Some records
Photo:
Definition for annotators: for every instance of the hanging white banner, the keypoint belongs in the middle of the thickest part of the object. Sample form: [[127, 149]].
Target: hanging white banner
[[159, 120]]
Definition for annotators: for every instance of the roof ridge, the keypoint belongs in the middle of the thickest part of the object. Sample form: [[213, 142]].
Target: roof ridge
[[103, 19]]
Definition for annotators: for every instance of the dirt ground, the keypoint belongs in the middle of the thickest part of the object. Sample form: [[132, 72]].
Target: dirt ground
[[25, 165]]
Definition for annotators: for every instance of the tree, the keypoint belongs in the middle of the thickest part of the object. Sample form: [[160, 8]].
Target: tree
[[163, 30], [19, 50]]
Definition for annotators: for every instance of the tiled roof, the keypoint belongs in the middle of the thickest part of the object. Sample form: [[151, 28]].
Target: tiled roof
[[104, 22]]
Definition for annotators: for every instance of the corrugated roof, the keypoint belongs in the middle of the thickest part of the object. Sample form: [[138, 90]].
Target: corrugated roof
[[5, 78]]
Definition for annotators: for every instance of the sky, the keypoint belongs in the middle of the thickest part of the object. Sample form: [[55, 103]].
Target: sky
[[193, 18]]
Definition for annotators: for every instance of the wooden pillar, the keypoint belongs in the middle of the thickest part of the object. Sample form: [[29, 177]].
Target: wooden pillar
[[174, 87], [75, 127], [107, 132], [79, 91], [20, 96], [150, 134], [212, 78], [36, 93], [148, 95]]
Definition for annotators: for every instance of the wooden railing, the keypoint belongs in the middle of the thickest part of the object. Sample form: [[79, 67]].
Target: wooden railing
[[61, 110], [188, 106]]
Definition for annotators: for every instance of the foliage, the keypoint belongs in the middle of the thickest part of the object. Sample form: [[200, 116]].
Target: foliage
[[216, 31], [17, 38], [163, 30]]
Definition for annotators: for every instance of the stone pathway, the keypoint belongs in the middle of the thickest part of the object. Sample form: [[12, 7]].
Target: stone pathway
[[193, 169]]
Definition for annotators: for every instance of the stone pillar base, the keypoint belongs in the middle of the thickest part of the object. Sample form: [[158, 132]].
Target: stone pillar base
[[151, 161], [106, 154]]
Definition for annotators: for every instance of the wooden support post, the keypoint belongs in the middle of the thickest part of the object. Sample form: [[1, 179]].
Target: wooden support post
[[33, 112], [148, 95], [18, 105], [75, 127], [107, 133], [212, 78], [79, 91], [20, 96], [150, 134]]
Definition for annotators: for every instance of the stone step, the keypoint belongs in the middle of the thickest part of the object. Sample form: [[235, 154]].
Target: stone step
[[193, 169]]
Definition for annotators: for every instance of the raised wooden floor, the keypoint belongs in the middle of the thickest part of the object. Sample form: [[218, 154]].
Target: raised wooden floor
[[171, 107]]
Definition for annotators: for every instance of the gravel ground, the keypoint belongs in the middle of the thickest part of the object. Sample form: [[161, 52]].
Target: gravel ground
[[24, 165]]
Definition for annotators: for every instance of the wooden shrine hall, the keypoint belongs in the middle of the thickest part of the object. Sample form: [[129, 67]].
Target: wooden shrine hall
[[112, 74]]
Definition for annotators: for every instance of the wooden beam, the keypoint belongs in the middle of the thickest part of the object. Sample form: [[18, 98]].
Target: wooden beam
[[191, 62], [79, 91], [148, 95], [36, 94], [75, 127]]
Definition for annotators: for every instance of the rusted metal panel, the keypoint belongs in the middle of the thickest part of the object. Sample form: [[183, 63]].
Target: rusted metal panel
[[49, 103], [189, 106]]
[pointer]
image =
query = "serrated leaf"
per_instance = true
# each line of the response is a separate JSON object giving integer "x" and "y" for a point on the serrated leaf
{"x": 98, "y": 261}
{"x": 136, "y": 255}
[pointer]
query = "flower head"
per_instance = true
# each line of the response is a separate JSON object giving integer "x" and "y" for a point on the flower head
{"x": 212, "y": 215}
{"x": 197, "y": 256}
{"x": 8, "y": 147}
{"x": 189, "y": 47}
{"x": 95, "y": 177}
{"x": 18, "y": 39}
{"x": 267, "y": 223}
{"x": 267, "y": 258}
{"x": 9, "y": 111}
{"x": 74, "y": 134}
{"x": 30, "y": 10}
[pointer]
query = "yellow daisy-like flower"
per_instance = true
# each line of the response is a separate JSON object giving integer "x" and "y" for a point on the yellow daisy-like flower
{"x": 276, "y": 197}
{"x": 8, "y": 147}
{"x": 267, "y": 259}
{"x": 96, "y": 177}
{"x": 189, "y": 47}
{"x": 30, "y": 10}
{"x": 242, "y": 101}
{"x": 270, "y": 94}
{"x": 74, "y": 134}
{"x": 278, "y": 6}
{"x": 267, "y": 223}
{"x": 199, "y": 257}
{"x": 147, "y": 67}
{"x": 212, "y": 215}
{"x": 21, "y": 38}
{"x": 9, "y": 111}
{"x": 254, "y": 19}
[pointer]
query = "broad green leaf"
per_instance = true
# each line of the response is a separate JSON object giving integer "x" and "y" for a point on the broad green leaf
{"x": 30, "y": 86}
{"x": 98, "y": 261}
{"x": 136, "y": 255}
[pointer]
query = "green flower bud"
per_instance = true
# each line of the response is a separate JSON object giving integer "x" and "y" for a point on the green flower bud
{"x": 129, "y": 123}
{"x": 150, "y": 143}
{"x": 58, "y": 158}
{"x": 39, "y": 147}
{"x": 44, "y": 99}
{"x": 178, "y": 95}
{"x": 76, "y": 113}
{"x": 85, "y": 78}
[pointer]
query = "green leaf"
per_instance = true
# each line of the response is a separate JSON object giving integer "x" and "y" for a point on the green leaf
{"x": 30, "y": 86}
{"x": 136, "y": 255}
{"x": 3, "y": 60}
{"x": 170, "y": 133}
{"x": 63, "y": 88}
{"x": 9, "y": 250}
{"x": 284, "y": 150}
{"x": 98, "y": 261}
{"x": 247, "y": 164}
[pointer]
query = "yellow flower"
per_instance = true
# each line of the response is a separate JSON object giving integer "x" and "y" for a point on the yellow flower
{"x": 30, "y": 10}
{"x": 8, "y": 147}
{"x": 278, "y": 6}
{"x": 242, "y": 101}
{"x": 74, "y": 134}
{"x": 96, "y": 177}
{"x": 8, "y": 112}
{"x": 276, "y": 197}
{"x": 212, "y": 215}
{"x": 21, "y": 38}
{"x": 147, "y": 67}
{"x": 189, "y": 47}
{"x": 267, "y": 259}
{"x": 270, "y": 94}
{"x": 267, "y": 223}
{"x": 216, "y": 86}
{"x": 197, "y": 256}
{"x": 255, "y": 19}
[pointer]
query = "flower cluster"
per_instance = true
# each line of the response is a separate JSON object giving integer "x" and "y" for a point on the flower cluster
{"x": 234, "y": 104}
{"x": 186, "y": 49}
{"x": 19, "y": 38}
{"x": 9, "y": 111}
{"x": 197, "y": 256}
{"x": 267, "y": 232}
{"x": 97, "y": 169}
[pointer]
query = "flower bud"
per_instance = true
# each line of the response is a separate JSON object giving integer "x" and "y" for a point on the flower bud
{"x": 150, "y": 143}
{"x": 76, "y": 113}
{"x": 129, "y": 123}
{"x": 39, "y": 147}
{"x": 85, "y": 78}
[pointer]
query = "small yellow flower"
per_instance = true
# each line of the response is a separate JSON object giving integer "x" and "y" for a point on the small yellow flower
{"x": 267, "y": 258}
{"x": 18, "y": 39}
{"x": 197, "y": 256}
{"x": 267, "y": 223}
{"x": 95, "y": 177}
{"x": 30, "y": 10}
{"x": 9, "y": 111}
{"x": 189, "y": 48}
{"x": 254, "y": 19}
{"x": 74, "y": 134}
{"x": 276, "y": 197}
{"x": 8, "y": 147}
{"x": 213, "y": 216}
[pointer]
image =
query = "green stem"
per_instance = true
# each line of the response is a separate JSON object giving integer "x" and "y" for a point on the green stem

### Exercise
Reproduce word for word the part of the material above that runs from its very first line through the line containing "[[159, 120]]", including both of those lines.

### Worked solution
Photo:
Definition for annotators: for every instance of the hanging white banner, the keypoint belongs in the middle of the thickest part of the object. Sample form: [[127, 149]].
Target: hanging white banner
[[159, 120]]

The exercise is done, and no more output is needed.